:: What needs to be done ::
A verbatim copy of the records is required, with all pictures left out.

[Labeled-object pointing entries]
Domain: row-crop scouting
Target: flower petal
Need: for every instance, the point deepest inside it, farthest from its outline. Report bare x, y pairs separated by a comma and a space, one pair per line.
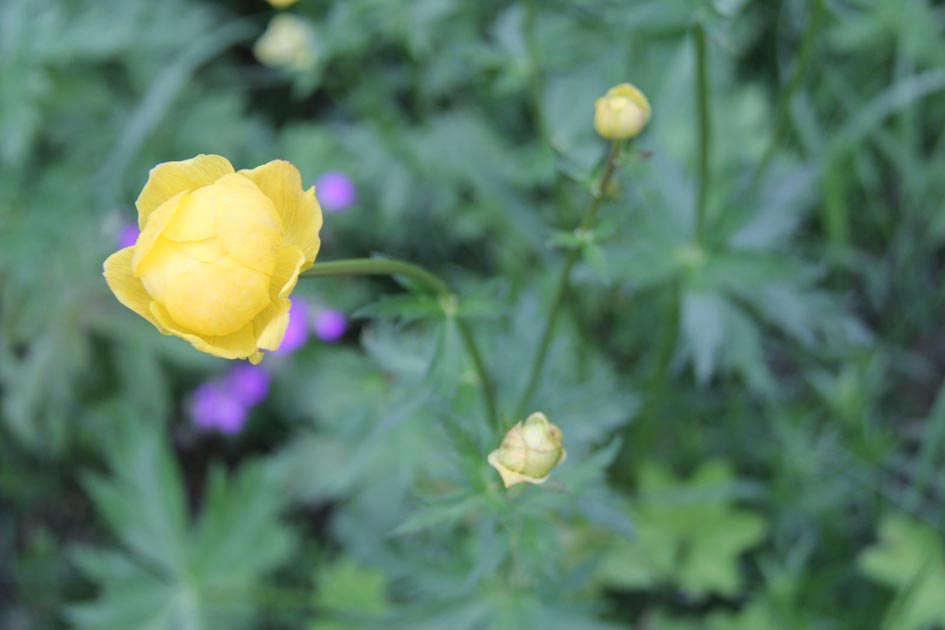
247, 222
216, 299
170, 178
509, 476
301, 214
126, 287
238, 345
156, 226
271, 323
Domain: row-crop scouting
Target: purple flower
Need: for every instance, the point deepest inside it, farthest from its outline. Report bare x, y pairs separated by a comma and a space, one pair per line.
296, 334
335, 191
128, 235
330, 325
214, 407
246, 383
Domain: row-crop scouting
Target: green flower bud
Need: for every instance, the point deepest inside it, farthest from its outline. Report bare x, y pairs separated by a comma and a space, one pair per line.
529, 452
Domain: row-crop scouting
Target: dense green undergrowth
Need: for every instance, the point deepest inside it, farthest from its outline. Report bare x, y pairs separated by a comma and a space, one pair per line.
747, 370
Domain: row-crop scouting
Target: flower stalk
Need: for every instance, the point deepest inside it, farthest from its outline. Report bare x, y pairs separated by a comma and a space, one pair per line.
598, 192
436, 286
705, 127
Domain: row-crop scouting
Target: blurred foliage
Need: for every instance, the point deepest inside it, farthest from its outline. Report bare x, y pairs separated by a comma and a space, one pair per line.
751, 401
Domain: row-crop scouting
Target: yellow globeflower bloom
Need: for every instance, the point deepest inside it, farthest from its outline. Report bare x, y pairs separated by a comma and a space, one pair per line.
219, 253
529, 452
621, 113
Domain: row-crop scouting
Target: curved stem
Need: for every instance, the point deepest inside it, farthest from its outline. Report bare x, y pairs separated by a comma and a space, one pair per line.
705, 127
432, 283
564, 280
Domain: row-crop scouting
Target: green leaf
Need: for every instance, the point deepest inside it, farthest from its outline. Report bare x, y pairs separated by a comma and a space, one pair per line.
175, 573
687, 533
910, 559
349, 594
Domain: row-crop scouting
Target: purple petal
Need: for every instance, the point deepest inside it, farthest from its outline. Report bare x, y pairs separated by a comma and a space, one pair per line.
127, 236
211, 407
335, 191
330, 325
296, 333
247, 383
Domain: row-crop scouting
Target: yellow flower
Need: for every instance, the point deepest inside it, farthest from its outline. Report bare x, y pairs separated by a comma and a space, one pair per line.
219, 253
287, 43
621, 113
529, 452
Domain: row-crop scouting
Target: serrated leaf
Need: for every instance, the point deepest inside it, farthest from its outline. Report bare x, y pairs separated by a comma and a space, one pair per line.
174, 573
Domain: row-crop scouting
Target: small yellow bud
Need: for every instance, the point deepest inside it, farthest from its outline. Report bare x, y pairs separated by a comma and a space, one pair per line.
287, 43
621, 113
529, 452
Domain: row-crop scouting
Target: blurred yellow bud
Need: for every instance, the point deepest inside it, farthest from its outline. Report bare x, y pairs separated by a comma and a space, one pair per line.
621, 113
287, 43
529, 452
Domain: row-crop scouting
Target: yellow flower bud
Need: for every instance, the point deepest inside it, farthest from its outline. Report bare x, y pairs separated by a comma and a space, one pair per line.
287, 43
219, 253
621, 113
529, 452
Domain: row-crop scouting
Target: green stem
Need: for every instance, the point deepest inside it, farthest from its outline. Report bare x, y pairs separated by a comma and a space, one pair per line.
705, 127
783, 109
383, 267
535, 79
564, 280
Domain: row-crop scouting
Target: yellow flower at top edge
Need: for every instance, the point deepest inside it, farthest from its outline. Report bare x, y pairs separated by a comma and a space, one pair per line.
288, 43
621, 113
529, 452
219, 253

:: Finished answer ::
Domain: row-crop scouting
Target: flower petal
Need: for every instance, the point deepest inside it, farthest from its outline. Report bare x, y pairs separated by a comma and a space, one pair per line.
247, 222
216, 299
170, 178
509, 476
301, 214
126, 287
238, 345
156, 226
271, 323
Domain: row-crop scouting
Target: purple flower
Need: for every instance, the point deepest inside it, farthest from its outline. Report bare x, y pairs separated by a comma and a space, one pair per line.
296, 334
335, 191
128, 235
330, 325
214, 407
246, 383
Domain: row-crop scouting
Target: green flower bud
Need: for every instance, the point deepest inside it, farthest from its outline. Report bare x, y pairs separated by a comma and a space, one pair per line.
529, 452
Domain: row-crop scouting
Target: dense green undergrowth
Need: for every instance, the point deepest inside it, farthest from its outline. Report bare x, y pairs separated by a comma and a space, one pair per line.
747, 370
Domain: row-crop scouting
Target: flower stalk
Need: for every instance, the point deepest inside it, farthest from its outline. Report bare x, y pairs separated by a comma and a space, one pair per line.
598, 192
436, 286
705, 127
Domain: row-crop scouting
Target: blurred foliage
Need: for every instance, the point deepest inside it, farthest from its outline. Report bare x, y pairs separated by a comma and a space, one pair per line.
751, 401
Domain: row-crop scouting
Target: yellow globeflower bloom
Need: for every instance, the point deepest inside it, farthest from its outline. Report bare x, y pairs separated by a comma and a space, one pair per line.
219, 253
529, 452
621, 113
Domain: row-crop scouting
Target: curved stem
Need: for every instance, the point deepest inside it, farthest from its outline. Report bare x, y pairs separated by a comma and a space, one pair per line.
705, 127
432, 283
564, 280
Domain: row-crop scouting
Target: green leaf
Need: for every instance, the point deepest inside it, farthest from its outline. Report bare x, y pairs separated by a comma and a space, one pair per line.
175, 573
687, 533
910, 559
349, 594
Domain: row-crop scouting
Target: purple petal
Need: for every instance, the point deepest inside it, farthest from its outline. Report bare x, y pairs separated by a comma and a space, one pair per line.
127, 236
211, 407
335, 191
330, 325
296, 333
247, 383
Domain: row-crop scouting
Target: yellow flower
Need: for every instance, the point deepest inside it, farthest from its outline. Report bare x, y pairs separated by a comma and a space, one pair per line.
219, 253
287, 43
621, 113
529, 452
Domain: row-crop scouting
Target: serrated leaf
Need: for every instance, the point deepest inside it, farthest from its outline. Report bare x, y pairs separated by a comma and a space, one pair per line.
174, 573
Domain: row-crop scouting
Target: small yellow bud
Need: for every instance, the point deepest inside it, farthest from its outline. Report bare x, y pairs separated by a comma and a space, one pair per line.
287, 43
621, 113
529, 452
Domain: row-crop scouting
Target: blurred yellow bud
Need: for every instance, the point deepest inside it, farthest from its outline. Report bare x, y pairs separated by a comma and a space, one pair per line.
621, 113
287, 43
529, 452
Domain: row-crop scouting
Target: yellow flower bud
Need: for every instance, the point deepest inside it, farthest from its outline. Report bare x, y pairs separated by a comma and a space, one pair per line.
287, 43
219, 253
621, 113
529, 452
Domain: row-crop scouting
Target: green stem
Need: for every instance, the point deepest inside it, farthest from its outline. Report bare x, y pairs separated by a comma and a space, one pair per line.
705, 127
783, 109
383, 267
535, 79
564, 280
Domain: row-crop scouting
Target: yellow flower at top edge
Need: for every instance, the point deepest inside it, farthest from its outline. Report bare x, y pairs separated by a comma and a space, one pair per line.
288, 43
621, 113
529, 452
219, 253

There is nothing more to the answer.